### EXERCISE DETAILS
Count the lines in the records below that contain the string "shirt", treating uppercase and lowercase as different. Give only the number.

* START RECORDS FOR THIS EXERCISE *

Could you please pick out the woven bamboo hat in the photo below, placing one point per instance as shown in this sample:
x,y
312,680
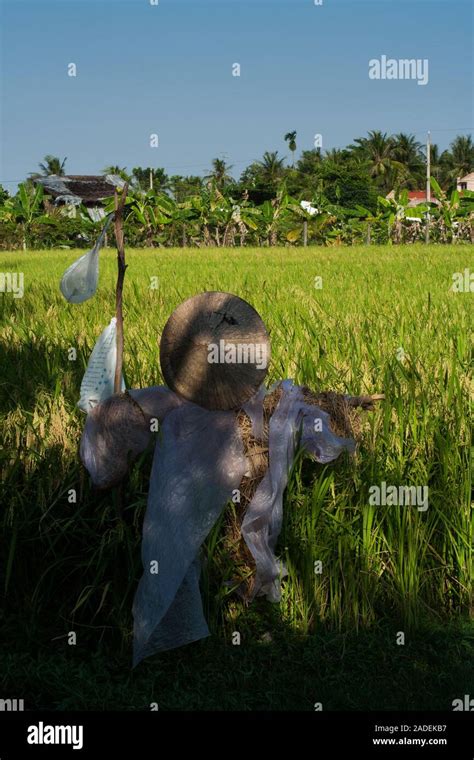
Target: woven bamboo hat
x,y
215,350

* END RECORDS FOR THIS EXERCISE *
* START RECORDS FOR THIS EXERCISE *

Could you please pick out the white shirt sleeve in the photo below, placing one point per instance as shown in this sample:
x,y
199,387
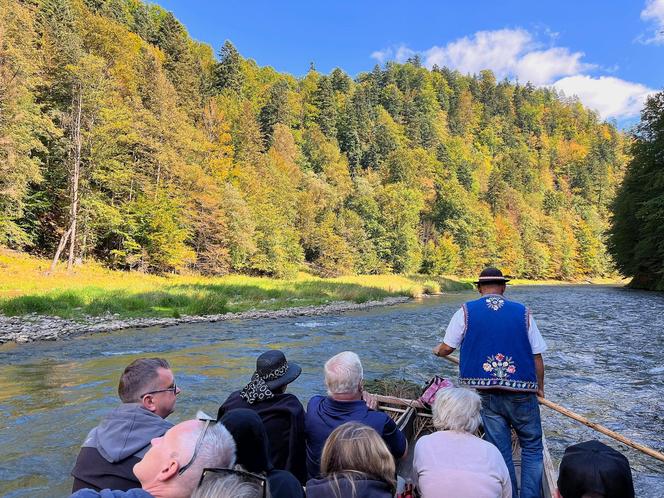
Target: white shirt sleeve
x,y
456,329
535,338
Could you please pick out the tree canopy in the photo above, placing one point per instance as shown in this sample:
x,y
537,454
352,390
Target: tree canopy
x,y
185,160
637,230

* END RECORDS FOR THIS EXERCISE *

### RESPONSE TO THIS TASK
2